US approves Omicron vaccines from Moderna and BioNTech/Pfizer

US drug regulators have approved applications by Moderna and BioNTech/Pfizer to release a Covid-19 vaccine that specifically targets the dominant strain of the Omicron variant.

The Food and Drug Administration on Wednesday gave the companies the go-ahead to roll out their “bivalent” shots, which target both the original strain of Covid and the fast-spreading BA.4 and BA.5 subvariants, ahead of a national booster programme this autumn.

US officials had previously resisted pushing ahead with variant-specific vaccines, but have been persuaded by the fact that many people with two or more shots are still susceptible to infection. They have taken this next step with the new vaccines despite a lack of clinical evidence about how they will work in an attempt to head off a huge spike in infections this winter.

Robert Califf, head of the FDA, said in a statement that the regulator strongly encouraged anyone eligible “to consider receiving a booster dose with a bivalent Covid-19 vaccine to provide better protection against currently circulating variants”.

Biden administration officials put great stock in the original generation of Covid vaccines, promising a return to normality soon after taking office.

But case numbers and deaths have remained stubbornly high since then, in part because recent variants have proved better able to evade the vaccines. The US Covid death toll since the start of the pandemic passed 1mn earlier this summer, and the country continues to report almost 400 deaths and more than 5,000 new hospitalisations linked to coronavirus every day.

Officials are particularly worried about what will happen this winter when people begin to socialise indoors more, in many cases without masks or other mitigation measures.

The two bivalent vaccines were approved despite the companies not having conducted human trials into whether they work or are safe.

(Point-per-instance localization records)

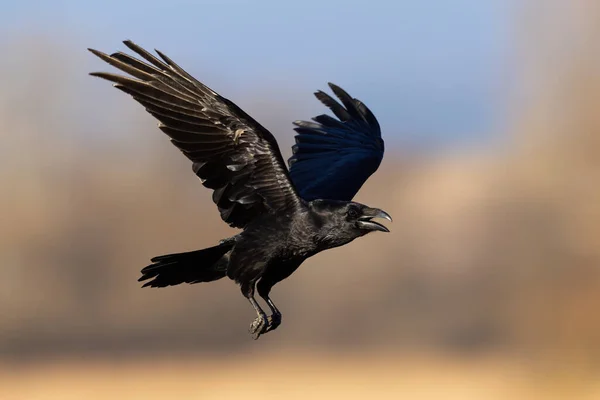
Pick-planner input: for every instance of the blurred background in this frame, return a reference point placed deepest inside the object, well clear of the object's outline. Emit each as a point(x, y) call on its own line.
point(488, 286)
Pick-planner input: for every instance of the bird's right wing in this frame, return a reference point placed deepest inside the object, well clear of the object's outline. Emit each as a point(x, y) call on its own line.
point(231, 152)
point(334, 157)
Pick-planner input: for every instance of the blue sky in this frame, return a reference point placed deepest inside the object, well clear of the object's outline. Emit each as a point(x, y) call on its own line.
point(432, 71)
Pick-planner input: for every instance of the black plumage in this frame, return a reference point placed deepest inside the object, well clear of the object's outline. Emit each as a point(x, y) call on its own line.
point(286, 217)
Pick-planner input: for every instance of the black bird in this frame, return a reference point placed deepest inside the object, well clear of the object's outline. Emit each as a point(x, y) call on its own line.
point(285, 217)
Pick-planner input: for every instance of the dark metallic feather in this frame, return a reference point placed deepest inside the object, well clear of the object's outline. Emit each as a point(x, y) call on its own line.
point(334, 157)
point(232, 153)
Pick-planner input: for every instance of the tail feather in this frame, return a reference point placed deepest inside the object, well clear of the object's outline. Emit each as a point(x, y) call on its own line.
point(204, 265)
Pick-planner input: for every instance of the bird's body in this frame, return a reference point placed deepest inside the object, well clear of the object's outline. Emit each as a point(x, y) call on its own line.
point(285, 217)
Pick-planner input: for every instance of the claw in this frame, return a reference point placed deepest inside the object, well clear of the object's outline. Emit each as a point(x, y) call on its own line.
point(258, 327)
point(273, 322)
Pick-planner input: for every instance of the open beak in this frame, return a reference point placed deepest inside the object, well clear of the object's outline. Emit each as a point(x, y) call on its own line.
point(364, 222)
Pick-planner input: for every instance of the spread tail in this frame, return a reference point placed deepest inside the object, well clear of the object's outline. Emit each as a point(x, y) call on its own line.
point(204, 265)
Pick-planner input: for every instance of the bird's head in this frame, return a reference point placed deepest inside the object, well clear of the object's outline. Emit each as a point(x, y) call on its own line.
point(341, 222)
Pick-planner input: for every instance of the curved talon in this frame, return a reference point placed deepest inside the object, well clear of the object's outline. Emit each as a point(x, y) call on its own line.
point(273, 322)
point(258, 326)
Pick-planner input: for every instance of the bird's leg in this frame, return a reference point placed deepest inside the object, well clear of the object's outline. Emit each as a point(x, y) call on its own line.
point(259, 325)
point(264, 288)
point(274, 319)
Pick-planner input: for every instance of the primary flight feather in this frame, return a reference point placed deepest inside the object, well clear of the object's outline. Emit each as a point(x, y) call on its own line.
point(286, 217)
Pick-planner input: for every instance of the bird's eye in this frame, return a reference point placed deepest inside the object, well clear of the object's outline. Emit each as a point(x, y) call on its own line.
point(352, 212)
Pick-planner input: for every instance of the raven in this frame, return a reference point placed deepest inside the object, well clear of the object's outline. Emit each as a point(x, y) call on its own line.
point(285, 216)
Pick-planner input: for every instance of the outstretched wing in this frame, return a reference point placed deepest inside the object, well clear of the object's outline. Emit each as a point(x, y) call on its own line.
point(231, 152)
point(334, 157)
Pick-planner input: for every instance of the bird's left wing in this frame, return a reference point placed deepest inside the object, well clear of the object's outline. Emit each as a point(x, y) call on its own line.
point(334, 157)
point(231, 152)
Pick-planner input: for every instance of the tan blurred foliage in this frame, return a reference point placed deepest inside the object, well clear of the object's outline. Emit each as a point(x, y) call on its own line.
point(495, 249)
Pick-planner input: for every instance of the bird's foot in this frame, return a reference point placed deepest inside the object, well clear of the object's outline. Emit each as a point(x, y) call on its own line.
point(258, 326)
point(273, 322)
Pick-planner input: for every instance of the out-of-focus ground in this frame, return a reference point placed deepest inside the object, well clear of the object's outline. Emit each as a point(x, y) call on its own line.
point(488, 286)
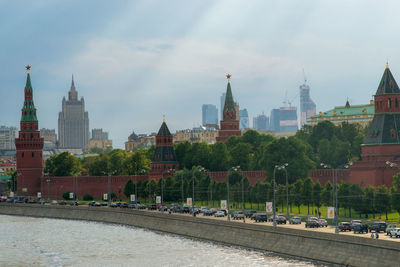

*EXERCISE SET*:
(1) According to the article on the US approval of Omicron vaccines, which subvariants do the bivalent shots target in addition to the original strain of Covid?
(2) Pick up the article on the US approval of Omicron vaccines after its final sentence and continue it.

*EXPECTED RESULTS*:
(1) The BA.4 and BA.5 subvariants.

(2)
Instead, officials relied on data from a previous bivalent vaccine, which was made by BioNTech/Pfizer and combined the original strain with the BA.1 subvariant. They found that shot provoked a better immune response in trial participants and did not trigger any safety concerns.

The FDA insisted it was confident the new vaccines would prove both safe and effective enough to prevent the kind of peak in cases seen last winter. The original vaccines will no longer be offered as booster shots.

In contrast, EU regulators have said they want to review clinical data before authorising the latest generation of Covid boosters.

“We have to try to be a step ahead because if we waited for all the proof to come in, the wave will have already passed us by and the damage will have been done,” Califf said.

Peter Marks, head of the unit that authorises vaccines at the FDA, said: “The hope here is that by increasing the amount of antibodies we have to that particular variant, we will restore the kind of protection that we had when we first saw these vaccines launched in the late part of 2020, early part of 2021, where we had very good protection against symptomatic disease.

“We don’t know for a fact yet whether we will get to that same level, but that is the goal here.”

The Moderna shot is authorised for anyone aged 18 and over, while the BioNTech/Pfizer vaccine can be given to anyone aged 12 or over. The vaccines are designed to be administered as a single booster at least two months after a previous jab.